## Begin Records for processing

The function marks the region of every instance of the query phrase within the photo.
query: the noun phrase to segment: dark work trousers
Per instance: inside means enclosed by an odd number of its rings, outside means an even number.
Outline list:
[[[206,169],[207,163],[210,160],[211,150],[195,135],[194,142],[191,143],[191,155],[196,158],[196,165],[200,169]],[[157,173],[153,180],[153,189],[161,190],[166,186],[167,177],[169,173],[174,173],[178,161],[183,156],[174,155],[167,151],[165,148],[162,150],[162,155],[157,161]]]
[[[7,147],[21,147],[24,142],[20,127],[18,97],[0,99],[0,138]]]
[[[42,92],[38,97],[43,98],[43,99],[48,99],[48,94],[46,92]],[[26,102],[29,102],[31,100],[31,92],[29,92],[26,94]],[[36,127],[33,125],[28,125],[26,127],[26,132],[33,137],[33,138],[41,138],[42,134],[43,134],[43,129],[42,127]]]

## End Records for processing

● The request
Format every line of the material above as a Markdown table with two columns, Row and Line, numbering the rows in order and leaving out blank lines.

● Exercise answer
| Row | Line |
|---|---|
| 1 | The function marks the region of every instance of the query phrase within the photo. |
| 2 | query: the noun phrase to segment: dark work trousers |
| 3 | Per instance: inside means enclosed by an odd number of its rings, outside means an even number. |
| 4 | Outline list: |
| 5 | [[[206,169],[207,163],[210,160],[211,150],[195,135],[194,142],[191,143],[191,155],[196,158],[196,165],[200,169]],[[157,173],[153,180],[153,189],[161,190],[166,186],[167,177],[169,173],[174,173],[178,161],[183,156],[174,155],[167,151],[165,148],[162,150],[162,155],[157,161]]] |
| 6 | [[[7,147],[21,147],[24,142],[20,127],[18,97],[0,99],[0,138]]] |
| 7 | [[[42,92],[38,97],[43,98],[43,99],[48,99],[48,94],[46,92]],[[26,102],[29,102],[31,100],[31,92],[29,92],[26,94]],[[36,127],[33,125],[28,125],[26,127],[26,132],[33,137],[33,138],[41,138],[42,134],[43,134],[43,129],[42,127]]] |